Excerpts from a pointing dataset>
— BEGIN —

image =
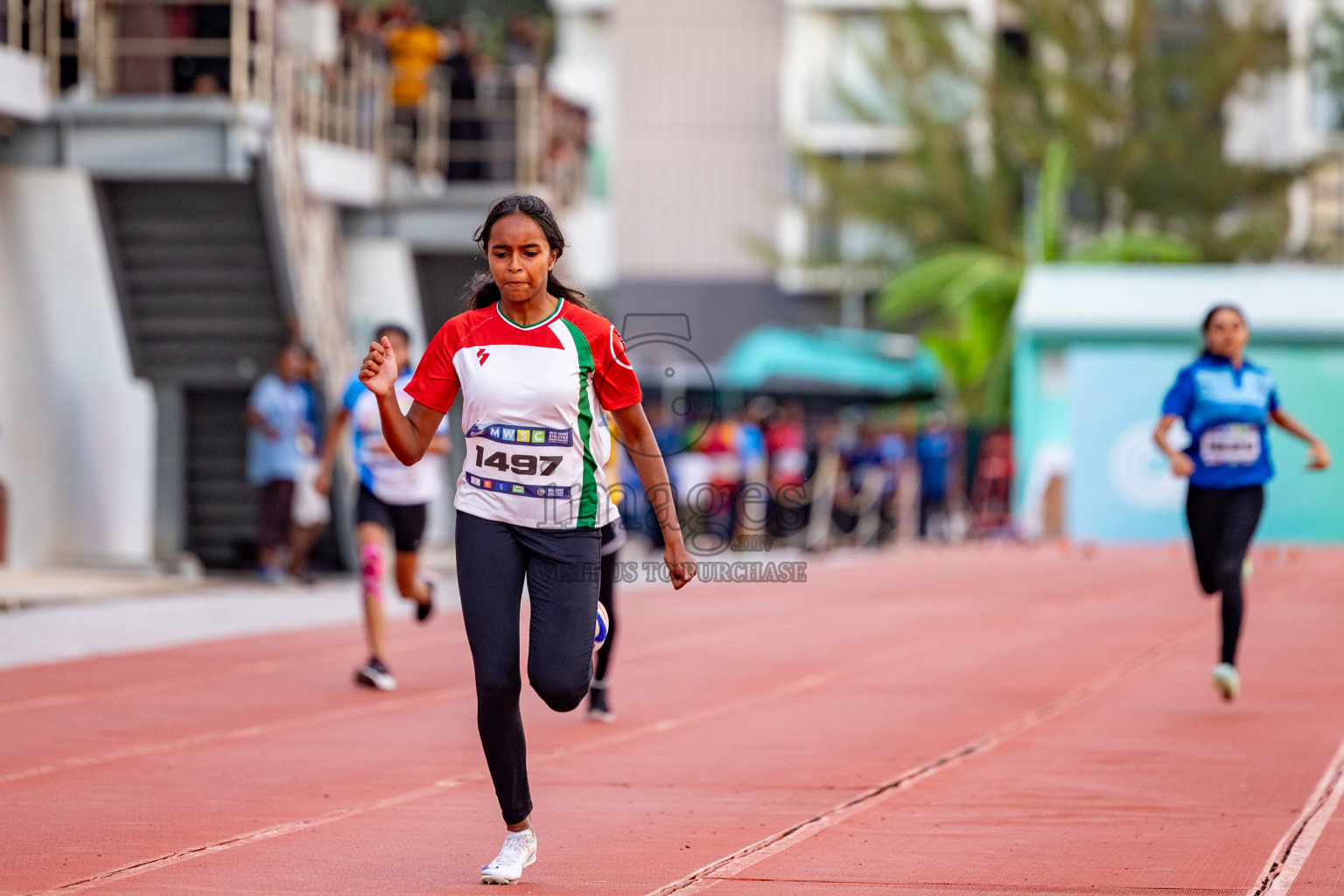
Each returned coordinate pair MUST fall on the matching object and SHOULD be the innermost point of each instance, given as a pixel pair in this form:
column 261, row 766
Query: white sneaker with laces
column 519, row 852
column 1226, row 680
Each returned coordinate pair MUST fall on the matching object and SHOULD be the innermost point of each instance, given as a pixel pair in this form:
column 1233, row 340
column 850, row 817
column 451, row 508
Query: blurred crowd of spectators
column 773, row 473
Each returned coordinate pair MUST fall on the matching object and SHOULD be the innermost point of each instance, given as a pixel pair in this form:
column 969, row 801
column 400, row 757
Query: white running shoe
column 519, row 852
column 601, row 629
column 375, row 675
column 1226, row 680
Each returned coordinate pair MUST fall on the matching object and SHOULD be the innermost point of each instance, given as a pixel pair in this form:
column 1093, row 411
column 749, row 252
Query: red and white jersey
column 533, row 401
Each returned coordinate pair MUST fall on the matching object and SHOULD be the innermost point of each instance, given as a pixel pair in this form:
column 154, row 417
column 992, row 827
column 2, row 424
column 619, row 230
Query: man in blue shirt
column 278, row 437
column 934, row 449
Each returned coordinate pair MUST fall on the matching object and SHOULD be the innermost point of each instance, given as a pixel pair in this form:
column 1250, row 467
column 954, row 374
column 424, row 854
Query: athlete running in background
column 1226, row 404
column 393, row 502
column 536, row 368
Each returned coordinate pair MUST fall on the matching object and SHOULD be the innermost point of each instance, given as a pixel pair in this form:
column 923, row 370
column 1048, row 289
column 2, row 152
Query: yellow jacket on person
column 414, row 52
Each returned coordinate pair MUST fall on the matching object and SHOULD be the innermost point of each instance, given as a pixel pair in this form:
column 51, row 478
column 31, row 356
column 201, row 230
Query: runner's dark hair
column 393, row 329
column 483, row 291
column 1213, row 312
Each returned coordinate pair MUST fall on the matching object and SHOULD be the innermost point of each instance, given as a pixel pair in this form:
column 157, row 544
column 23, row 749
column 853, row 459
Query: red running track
column 935, row 722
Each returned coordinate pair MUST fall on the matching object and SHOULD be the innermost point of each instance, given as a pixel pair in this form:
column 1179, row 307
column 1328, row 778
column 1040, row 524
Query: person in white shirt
column 393, row 502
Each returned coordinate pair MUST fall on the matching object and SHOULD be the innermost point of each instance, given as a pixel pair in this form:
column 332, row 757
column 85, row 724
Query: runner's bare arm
column 408, row 436
column 654, row 474
column 1318, row 456
column 1181, row 465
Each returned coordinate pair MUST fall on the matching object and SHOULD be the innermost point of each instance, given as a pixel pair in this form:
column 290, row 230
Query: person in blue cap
column 1226, row 404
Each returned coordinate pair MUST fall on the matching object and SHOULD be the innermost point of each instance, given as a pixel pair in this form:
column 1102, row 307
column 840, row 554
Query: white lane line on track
column 333, row 715
column 235, row 734
column 1298, row 844
column 807, row 682
column 732, row 865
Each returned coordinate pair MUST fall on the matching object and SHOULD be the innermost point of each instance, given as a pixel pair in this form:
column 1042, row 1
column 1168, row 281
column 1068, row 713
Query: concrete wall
column 699, row 160
column 75, row 427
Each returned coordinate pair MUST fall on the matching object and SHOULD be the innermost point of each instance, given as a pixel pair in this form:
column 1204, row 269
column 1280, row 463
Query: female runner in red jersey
column 536, row 369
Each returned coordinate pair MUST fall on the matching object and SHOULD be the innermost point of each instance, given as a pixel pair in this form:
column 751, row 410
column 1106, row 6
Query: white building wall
column 699, row 156
column 77, row 430
column 582, row 72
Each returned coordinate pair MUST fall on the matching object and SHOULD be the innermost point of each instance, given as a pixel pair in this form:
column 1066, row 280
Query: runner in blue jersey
column 393, row 506
column 1226, row 404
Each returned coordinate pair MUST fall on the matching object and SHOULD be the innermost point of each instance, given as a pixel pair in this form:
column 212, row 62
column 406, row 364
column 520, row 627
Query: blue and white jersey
column 379, row 471
column 1226, row 413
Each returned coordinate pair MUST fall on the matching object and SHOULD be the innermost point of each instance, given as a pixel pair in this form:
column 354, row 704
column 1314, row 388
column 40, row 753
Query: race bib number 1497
column 1230, row 444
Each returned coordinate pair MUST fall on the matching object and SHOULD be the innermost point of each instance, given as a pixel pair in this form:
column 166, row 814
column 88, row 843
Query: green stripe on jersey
column 588, row 496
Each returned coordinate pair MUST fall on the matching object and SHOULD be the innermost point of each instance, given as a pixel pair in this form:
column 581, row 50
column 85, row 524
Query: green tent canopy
column 831, row 360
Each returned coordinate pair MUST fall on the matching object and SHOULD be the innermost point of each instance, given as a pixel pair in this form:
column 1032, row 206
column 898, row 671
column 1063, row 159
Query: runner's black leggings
column 1222, row 522
column 562, row 571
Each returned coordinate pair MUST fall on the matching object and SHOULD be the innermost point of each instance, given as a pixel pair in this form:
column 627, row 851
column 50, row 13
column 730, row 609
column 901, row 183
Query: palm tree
column 962, row 298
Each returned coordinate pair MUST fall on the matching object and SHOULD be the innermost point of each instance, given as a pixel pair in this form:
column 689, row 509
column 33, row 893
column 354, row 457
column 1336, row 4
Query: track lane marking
column 799, row 685
column 234, row 734
column 735, row 863
column 333, row 715
column 1288, row 858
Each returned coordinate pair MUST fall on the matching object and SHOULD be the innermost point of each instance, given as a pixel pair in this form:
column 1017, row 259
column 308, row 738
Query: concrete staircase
column 205, row 308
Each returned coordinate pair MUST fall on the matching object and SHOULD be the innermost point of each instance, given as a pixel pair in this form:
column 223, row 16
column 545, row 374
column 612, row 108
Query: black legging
column 562, row 571
column 1222, row 522
column 606, row 597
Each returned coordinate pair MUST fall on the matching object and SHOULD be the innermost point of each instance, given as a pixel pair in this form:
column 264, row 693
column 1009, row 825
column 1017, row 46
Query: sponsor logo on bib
column 1230, row 444
column 521, row 436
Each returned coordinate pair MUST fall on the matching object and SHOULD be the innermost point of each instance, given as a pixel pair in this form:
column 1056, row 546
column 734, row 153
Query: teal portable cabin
column 1096, row 349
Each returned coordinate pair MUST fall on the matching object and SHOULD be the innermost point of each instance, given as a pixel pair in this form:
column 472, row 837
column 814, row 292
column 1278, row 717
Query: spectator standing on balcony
column 277, row 418
column 413, row 49
column 466, row 130
column 312, row 508
column 934, row 449
column 523, row 42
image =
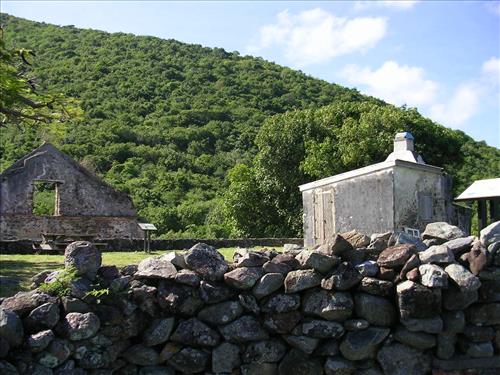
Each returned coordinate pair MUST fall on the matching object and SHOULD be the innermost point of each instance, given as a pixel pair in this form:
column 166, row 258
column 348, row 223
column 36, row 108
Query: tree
column 20, row 100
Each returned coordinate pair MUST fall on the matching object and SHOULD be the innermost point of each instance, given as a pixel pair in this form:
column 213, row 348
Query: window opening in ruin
column 45, row 198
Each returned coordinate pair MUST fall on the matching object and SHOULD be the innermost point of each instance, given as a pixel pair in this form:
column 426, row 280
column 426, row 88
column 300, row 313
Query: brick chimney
column 404, row 149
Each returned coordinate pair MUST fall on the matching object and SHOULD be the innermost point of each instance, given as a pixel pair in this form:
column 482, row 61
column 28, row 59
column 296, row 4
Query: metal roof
column 147, row 226
column 368, row 170
column 481, row 189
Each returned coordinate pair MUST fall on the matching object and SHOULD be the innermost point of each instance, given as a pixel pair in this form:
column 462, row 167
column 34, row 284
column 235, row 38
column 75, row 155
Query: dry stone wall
column 385, row 304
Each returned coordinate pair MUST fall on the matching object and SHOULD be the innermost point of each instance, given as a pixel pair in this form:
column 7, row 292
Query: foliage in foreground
column 165, row 122
column 302, row 146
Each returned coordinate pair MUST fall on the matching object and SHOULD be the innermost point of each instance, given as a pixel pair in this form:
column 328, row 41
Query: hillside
column 165, row 121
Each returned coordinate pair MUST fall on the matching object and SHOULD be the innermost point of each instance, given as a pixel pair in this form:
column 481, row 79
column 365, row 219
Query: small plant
column 97, row 293
column 61, row 285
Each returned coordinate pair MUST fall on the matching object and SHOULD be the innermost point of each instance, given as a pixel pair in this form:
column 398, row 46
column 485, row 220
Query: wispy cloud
column 402, row 84
column 397, row 84
column 460, row 107
column 493, row 7
column 316, row 36
column 398, row 4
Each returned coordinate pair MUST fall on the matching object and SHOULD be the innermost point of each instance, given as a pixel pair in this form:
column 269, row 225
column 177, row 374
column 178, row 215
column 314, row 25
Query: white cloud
column 397, row 84
column 316, row 36
column 402, row 84
column 400, row 5
column 463, row 104
column 493, row 7
column 491, row 68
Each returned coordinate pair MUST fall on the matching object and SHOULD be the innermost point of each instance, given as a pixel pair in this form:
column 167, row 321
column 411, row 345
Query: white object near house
column 401, row 193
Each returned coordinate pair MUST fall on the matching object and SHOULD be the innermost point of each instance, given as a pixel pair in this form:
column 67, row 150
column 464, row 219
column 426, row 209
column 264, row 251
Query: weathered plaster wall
column 86, row 204
column 409, row 186
column 81, row 193
column 365, row 203
column 28, row 227
column 350, row 200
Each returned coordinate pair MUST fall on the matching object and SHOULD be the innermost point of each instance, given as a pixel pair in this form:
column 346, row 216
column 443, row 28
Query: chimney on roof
column 404, row 149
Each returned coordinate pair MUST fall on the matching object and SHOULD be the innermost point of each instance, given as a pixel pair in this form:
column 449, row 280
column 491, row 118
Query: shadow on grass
column 16, row 274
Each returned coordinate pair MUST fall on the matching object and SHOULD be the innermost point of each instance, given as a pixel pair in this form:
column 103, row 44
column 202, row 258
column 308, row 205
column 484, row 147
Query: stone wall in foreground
column 385, row 304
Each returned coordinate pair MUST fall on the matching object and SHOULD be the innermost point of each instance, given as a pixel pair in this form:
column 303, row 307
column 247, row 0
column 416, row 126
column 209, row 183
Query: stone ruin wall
column 389, row 304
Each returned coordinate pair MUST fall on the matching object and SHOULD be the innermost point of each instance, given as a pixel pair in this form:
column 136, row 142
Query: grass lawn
column 16, row 270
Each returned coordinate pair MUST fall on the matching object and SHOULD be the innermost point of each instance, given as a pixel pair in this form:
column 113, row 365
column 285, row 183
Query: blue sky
column 440, row 57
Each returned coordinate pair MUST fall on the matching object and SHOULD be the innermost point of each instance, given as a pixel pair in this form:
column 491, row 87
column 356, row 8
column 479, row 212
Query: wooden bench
column 59, row 241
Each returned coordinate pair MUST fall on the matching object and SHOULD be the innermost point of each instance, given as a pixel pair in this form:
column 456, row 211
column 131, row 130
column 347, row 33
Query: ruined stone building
column 401, row 193
column 81, row 203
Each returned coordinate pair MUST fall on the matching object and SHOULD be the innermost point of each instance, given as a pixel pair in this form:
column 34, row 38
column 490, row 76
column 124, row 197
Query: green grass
column 20, row 268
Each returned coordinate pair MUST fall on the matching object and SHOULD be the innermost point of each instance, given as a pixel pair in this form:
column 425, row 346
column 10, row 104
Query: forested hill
column 163, row 120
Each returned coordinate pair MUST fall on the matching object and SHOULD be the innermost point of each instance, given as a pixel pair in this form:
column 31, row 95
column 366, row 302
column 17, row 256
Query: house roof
column 368, row 170
column 481, row 189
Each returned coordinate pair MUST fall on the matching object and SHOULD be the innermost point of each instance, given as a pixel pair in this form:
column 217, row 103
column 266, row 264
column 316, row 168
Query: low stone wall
column 385, row 304
column 117, row 244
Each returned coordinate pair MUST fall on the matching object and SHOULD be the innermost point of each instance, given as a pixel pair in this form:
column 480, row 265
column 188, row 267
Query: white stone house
column 401, row 193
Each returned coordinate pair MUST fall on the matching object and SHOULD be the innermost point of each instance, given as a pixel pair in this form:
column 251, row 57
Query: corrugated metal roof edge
column 367, row 170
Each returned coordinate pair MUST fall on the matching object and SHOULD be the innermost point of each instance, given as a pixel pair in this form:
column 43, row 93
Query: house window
column 45, row 198
column 425, row 207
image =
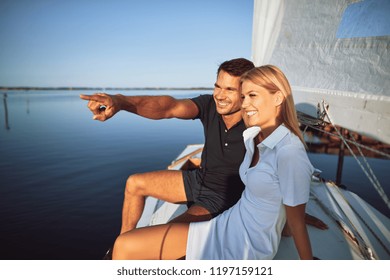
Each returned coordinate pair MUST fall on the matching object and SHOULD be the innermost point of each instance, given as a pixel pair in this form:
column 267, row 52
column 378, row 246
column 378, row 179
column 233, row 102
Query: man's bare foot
column 315, row 222
column 310, row 220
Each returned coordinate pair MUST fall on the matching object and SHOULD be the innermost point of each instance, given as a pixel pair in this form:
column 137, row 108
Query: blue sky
column 120, row 43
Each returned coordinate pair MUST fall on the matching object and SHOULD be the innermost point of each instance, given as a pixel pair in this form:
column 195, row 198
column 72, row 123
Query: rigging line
column 364, row 249
column 378, row 188
column 365, row 161
column 355, row 143
column 363, row 221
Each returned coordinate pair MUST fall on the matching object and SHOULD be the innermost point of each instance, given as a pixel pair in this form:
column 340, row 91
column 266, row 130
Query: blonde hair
column 272, row 78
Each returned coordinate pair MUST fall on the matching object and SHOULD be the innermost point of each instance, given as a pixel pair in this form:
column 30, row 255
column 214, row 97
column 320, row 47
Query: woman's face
column 259, row 106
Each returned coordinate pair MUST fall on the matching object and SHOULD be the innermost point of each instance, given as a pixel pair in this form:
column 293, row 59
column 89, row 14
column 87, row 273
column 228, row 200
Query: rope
column 364, row 249
column 314, row 123
column 371, row 177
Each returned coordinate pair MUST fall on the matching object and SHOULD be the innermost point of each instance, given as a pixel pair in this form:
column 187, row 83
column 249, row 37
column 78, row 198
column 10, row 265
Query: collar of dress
column 271, row 141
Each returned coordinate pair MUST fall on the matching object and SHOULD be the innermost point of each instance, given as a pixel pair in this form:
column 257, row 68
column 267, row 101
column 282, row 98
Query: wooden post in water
column 341, row 159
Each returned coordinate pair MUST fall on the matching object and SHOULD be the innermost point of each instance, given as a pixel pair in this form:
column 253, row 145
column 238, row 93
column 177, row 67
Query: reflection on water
column 6, row 112
column 62, row 174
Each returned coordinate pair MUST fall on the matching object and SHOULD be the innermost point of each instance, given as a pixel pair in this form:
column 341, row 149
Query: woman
column 276, row 172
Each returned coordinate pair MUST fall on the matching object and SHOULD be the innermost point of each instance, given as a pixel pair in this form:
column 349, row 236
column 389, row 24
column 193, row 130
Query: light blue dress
column 251, row 229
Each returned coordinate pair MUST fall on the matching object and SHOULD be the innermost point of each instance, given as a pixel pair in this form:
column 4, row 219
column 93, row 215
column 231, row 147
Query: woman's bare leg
column 165, row 242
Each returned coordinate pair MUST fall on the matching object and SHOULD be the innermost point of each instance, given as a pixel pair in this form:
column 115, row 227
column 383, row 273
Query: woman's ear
column 279, row 97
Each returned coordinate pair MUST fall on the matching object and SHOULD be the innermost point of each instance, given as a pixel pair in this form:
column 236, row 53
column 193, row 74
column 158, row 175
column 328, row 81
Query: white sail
column 334, row 53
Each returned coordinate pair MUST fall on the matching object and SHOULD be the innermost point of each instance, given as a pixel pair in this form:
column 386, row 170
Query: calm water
column 62, row 174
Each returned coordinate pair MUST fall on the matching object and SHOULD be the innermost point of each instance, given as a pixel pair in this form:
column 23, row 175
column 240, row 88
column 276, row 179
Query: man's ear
column 279, row 97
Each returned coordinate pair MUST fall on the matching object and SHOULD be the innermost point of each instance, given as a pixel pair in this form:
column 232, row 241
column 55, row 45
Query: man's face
column 226, row 94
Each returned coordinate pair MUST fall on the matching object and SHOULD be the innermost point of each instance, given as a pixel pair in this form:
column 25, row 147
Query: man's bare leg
column 195, row 213
column 166, row 185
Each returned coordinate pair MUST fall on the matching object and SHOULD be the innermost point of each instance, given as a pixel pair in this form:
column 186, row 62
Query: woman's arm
column 296, row 222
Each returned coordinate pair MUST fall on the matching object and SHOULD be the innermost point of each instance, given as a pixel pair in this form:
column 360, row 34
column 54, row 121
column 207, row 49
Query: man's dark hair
column 236, row 67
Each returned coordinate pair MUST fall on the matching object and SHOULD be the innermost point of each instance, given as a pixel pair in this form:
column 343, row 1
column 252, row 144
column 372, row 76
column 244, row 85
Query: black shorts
column 214, row 193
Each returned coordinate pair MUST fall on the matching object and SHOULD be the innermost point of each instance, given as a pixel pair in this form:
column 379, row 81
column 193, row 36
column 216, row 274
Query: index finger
column 94, row 97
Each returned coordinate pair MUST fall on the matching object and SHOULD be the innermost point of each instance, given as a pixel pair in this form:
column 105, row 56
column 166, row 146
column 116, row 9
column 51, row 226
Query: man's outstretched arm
column 104, row 106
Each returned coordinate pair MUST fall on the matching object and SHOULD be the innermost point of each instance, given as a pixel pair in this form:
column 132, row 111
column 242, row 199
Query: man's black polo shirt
column 223, row 152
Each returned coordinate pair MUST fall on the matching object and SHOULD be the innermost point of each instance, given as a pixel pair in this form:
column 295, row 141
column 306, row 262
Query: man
column 216, row 186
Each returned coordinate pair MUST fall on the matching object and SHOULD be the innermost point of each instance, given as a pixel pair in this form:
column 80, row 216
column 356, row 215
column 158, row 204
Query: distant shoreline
column 103, row 88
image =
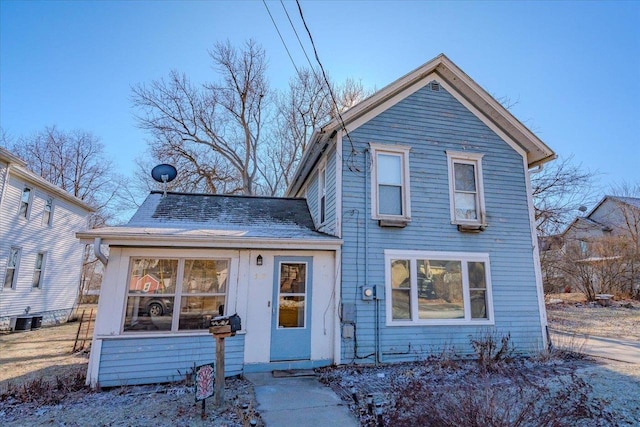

— END —

The exercise>
Please extract the part of the entries that opens at their start and closes with the line containing "column 773, row 473", including both ends, and reproduce it word for word without the pictures.

Finished task>
image =
Each returned coordinate pair MUST fall on the matching object and SHOULD be the innermost point of each instance, given as a pixel pair in this form:
column 261, row 766
Query: white sneaker with laces
column 519, row 852
column 1226, row 680
Each returned coordinate pair MUST fall on the matching object and SHOULD be the innermost point of each instance, given as a pixel pair in this form:
column 1233, row 340
column 850, row 817
column 451, row 508
Query: blurred crowd of spectators
column 773, row 473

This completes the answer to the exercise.